• **The request**
Reproduce the material below word for word, everything from the line containing "woman's ear, placed" down to the line containing "Keypoint rule: one marker on every instance of the night", with both of those lines included.

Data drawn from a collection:

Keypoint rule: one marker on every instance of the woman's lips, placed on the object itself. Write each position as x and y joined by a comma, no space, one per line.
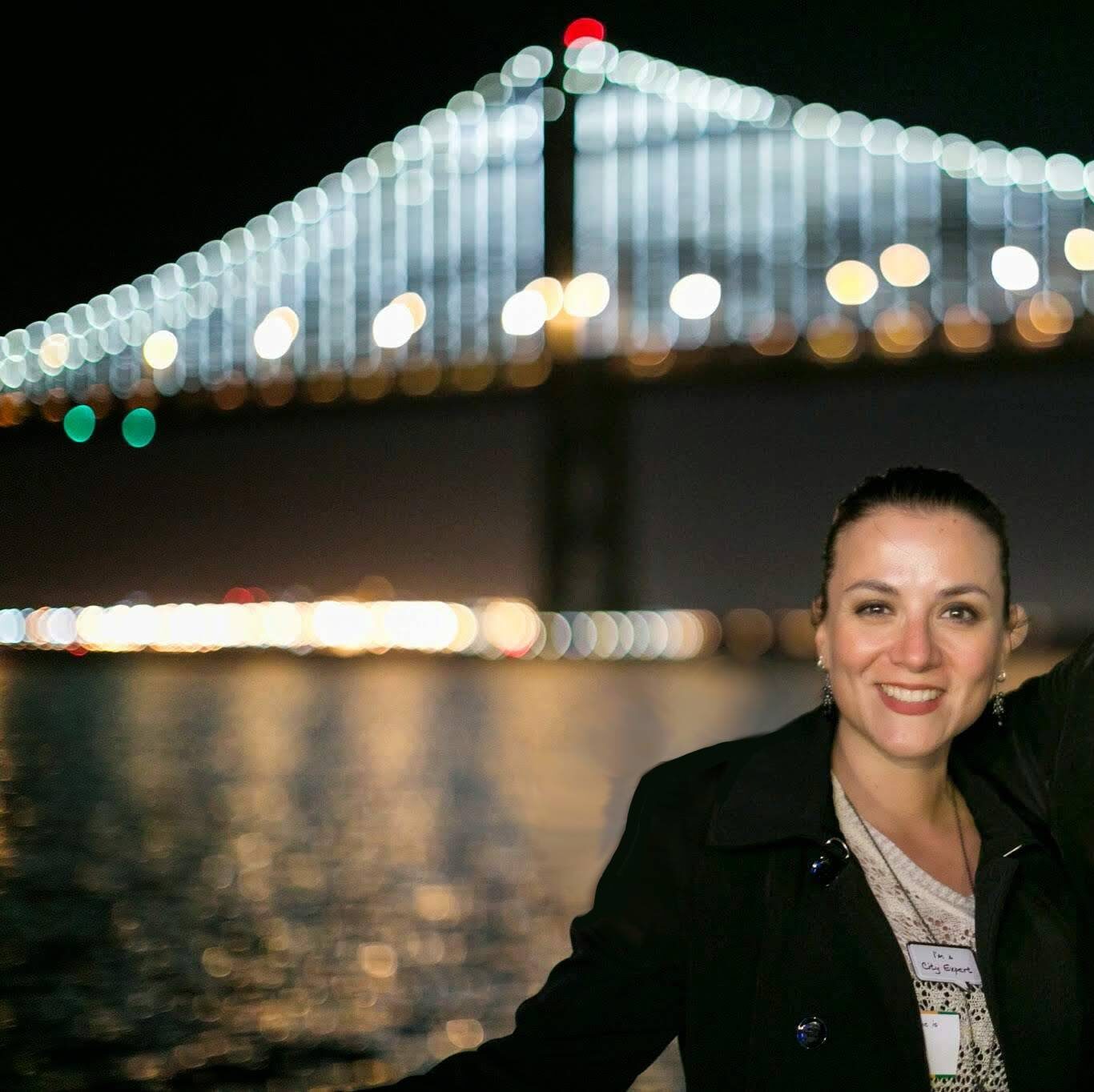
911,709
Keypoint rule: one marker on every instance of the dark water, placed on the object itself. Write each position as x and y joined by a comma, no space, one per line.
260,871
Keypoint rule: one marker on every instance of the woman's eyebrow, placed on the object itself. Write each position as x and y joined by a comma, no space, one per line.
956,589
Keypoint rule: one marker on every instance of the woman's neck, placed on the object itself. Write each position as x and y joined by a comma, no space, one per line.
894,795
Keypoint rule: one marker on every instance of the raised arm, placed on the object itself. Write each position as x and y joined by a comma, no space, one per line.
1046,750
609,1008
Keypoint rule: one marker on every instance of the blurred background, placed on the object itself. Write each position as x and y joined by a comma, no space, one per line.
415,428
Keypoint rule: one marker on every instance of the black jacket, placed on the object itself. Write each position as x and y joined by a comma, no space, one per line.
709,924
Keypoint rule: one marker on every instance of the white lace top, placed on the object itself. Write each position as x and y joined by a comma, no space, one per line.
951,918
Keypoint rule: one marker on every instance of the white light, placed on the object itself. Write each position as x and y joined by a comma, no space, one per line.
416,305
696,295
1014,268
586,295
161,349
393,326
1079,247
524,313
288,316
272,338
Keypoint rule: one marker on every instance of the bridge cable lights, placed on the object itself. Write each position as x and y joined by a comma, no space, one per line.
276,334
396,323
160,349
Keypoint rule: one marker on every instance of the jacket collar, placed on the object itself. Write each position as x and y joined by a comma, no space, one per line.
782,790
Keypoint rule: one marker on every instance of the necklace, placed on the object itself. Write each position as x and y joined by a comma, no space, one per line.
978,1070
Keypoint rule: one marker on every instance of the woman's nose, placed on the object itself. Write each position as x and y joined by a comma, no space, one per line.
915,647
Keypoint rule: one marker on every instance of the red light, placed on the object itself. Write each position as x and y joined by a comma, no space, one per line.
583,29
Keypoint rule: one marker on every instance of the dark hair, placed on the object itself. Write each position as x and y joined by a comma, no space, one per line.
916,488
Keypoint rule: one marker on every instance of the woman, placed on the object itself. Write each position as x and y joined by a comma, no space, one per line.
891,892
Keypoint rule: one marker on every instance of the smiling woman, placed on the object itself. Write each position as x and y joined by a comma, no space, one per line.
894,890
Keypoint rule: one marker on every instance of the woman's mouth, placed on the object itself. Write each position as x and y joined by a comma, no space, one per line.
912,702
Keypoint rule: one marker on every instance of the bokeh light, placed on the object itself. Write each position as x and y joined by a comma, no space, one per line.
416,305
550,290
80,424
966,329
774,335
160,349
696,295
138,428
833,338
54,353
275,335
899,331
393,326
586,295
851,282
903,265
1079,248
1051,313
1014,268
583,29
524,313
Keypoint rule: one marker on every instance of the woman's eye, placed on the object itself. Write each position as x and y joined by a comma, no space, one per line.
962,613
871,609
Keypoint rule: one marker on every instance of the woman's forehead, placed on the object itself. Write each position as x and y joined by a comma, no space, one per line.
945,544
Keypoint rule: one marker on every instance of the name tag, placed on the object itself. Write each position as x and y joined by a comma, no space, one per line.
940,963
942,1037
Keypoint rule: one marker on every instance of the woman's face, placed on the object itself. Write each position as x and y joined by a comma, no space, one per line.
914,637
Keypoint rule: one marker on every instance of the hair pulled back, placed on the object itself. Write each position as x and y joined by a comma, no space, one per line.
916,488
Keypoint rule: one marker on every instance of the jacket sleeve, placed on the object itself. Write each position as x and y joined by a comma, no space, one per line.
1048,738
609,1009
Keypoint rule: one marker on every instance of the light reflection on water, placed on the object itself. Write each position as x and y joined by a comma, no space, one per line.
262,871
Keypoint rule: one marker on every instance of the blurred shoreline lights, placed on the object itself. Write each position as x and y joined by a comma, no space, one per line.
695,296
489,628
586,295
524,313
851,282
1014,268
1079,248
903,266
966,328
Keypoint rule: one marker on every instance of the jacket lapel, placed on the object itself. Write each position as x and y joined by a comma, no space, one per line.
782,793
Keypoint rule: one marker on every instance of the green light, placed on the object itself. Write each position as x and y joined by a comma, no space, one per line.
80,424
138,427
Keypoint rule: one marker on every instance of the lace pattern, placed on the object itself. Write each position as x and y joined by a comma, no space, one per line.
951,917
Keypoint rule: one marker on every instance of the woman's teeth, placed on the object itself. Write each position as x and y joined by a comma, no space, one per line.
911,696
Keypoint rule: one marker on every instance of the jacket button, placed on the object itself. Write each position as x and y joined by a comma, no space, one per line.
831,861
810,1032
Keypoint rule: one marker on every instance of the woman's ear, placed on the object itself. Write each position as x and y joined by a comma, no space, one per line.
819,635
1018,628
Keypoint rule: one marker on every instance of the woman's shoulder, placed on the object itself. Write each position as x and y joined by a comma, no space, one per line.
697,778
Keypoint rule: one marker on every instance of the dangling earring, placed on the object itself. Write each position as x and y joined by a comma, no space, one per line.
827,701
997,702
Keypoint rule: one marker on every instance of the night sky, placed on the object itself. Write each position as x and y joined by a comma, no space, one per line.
--
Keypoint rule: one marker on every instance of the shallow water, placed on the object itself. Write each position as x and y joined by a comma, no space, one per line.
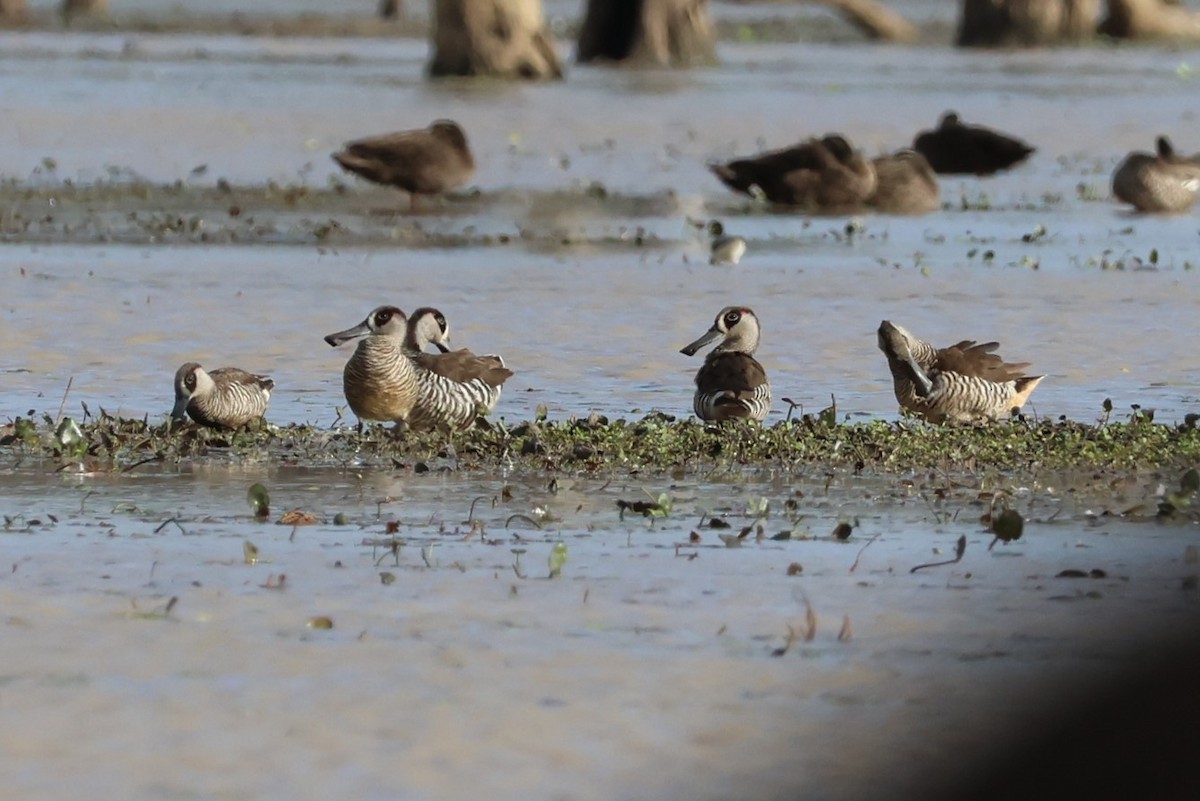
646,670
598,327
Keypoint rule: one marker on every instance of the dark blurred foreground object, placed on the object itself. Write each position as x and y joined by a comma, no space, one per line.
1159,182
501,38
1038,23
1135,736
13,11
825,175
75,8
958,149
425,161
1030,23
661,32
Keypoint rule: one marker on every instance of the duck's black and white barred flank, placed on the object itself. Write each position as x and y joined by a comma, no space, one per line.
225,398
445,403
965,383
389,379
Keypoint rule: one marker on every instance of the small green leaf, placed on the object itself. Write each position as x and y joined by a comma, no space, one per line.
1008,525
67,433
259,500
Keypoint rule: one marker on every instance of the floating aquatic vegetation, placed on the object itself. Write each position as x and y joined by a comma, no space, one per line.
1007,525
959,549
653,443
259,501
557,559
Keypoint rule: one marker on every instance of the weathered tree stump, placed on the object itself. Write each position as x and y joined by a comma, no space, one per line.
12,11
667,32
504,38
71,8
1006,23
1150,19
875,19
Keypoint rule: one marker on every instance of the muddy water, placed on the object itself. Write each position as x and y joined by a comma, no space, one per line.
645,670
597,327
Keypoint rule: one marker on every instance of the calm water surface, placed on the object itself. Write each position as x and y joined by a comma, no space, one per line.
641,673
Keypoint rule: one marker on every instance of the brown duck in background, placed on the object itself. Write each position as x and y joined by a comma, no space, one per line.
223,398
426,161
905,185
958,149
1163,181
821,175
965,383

• **Final result**
Keypoint rule: one marker on every instance of the woman's ear, placed on the object itself. Write each position as x and y joined by a comma, no space, one per line.
819,635
1018,628
Keypoint rule: one marker on every instance of the woman's shoulder, placed on the object itself. Write each position as x and y joined by a comma, no space, one per line.
697,778
Keypoint rule: one marker on every instance of the dangling earring, placed on the object itself. Write each position as x and y joined by a comma, no space, one per line.
827,701
997,702
Keypoint rule: one marker on every instance of the night sky, placed on the object itself. Write each position as x and y joined by a comma, no space, one per line.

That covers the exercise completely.